== Provided passage ==
The Sugar Daddy Experiment Is Dead

I thought the whole point of going on a Sugar Daddy websites was to bag a man with a buck or two. Apparently I’m wrong. In order to secure yourself a proper trick, one must upgrade their account to platinum, gold-digging or diamond status. I’ve signed up for two SD websites and have been told that in order to meet a potential John date, I’m going to have to pay a little extra.

Wait a minute. I’m the one who’s broke and needs a pimp-man-sponser to pay for things. And besides, I thought I was paying – with my body. Aren’t these sites just a legal way to stick your toe in the brothel business? I’m sure many, especially the lawyers for these websites will argue against that point. I mean, it’s very natural for a man in his 50’s to date someone who’s 17 (pardon me as I barf in my mouth). Well heck, at least a lady can finally put the selling of her body back in her own hands. No middle-man-pimp for me, just income verifications and background checks, thankyouverymuch.

== Directions for this task ==
Resume the piece on joining sugar daddy websites, starting right after its last sentence and keeping its first-person voice.

== Given information ==

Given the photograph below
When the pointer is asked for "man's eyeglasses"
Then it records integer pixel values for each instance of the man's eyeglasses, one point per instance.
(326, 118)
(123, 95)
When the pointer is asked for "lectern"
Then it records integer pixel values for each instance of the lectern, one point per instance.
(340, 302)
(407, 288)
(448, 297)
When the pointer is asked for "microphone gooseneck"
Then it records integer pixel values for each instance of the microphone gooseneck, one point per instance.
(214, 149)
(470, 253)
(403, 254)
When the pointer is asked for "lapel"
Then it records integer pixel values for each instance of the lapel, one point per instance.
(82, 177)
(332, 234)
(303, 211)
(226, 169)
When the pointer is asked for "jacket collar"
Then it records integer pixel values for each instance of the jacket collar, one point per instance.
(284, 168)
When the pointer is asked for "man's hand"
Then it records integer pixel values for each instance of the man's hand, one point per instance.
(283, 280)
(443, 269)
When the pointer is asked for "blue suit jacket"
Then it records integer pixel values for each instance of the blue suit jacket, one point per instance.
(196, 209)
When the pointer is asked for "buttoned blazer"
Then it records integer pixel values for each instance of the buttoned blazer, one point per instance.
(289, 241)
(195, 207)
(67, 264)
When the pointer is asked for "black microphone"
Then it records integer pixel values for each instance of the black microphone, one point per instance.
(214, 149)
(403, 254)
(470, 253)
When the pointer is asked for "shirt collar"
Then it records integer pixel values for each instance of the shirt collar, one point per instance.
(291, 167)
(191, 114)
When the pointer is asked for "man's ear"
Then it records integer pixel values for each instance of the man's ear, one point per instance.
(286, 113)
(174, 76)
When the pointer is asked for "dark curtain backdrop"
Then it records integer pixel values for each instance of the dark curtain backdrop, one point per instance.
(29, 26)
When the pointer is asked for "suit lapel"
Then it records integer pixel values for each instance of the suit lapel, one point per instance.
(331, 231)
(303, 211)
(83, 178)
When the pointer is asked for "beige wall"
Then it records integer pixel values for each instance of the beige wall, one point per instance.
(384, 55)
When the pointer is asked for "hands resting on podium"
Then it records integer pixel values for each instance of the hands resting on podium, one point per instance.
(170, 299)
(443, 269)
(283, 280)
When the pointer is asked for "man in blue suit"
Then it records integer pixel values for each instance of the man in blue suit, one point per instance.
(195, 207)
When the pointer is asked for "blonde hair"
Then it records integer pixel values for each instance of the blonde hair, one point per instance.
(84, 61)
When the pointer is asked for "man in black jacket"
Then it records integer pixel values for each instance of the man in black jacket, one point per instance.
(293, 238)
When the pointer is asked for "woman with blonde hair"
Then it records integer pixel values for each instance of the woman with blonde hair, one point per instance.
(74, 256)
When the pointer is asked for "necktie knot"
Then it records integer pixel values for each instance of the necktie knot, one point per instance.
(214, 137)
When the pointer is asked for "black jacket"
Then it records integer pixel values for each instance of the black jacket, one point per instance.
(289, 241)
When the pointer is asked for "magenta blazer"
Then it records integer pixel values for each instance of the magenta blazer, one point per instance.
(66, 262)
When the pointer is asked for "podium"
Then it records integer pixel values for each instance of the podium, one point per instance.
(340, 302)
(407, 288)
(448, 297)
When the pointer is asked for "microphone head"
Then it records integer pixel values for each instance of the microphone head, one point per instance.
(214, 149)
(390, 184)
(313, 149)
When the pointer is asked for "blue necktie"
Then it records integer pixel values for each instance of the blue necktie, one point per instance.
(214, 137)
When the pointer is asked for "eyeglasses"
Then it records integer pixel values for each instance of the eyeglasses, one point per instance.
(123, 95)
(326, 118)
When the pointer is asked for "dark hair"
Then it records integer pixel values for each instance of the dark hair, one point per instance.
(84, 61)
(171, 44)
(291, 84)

== Result below ==
I haven’t had much luck hookering a man. Maybe because I don’t want to dress like one (hooker, darling, man is not my look). Maybe because I’m too old and not down for making sexy-time-profile-pictures of myself spread-eagle with a vacant look. Maybe I don’t want to fuck a wrinkly cantaloupe, be carted around like some dolly-toy or pump up a deflated ego with lines of Viagra. I knew this experiment was doomed from its inception. I’ve become stuck in my ways.

I watched Couples Therapy last night because it’s the new marijuana and will kill more braincells than 15oz of spice. I certainly needed to smoke that and turn my meth frown upside down after witnessing the train-child-molesting-wreck that is Courtney Stodden and Doug Yuckinson. I can’t. I just can’t. My favorite part was when Doug said he didn’t need to raise any children because he was currently raising his wife! Isn’t that lovely! What shall I do without a man around to raise me properly? Obviously with the exception of this fame-whoring case, we need to be guided, reprimanded and told what to wear – something that Chester-Doug needs a little tutorial on. Unless you prefer a strip-to-my-loo-look. You probably do. There I go, throwing up in my mouth again.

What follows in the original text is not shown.